** begin Data supplied **
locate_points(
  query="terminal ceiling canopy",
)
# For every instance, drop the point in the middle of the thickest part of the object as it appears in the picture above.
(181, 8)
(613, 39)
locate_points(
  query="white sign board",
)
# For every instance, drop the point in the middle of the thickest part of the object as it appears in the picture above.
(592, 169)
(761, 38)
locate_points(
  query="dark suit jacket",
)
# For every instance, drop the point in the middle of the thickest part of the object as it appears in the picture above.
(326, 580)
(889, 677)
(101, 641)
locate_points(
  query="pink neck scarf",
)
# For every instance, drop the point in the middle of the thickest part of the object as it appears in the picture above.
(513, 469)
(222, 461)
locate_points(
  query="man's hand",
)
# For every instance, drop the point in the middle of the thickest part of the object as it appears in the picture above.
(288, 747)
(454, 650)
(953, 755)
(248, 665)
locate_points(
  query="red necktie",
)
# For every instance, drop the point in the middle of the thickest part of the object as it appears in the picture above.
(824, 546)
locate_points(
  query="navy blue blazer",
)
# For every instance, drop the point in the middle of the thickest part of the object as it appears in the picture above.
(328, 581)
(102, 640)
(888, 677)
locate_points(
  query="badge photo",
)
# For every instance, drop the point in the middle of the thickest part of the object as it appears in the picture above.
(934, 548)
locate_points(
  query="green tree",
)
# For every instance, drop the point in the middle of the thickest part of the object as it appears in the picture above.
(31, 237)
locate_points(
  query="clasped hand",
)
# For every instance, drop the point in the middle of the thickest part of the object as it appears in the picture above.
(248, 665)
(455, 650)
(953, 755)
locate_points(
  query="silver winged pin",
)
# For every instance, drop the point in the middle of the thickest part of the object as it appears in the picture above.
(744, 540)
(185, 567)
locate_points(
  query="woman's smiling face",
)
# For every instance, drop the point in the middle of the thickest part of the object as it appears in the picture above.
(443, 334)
** end Data supplied **
## What the task asks
Find every line in the data above that contains the word "query", treating uppercase and lowercase letters as different, and copy each of those lines.

## Output
  query="terminal ceiling canopy",
  query="white sign board",
  query="dark suit jacket",
  query="pink neck scarf",
  query="man's hand",
  query="red necktie",
  query="navy blue blazer",
  query="badge photo",
  query="green tree",
  query="clasped hand",
  query="silver winged pin",
  query="woman's smiling face",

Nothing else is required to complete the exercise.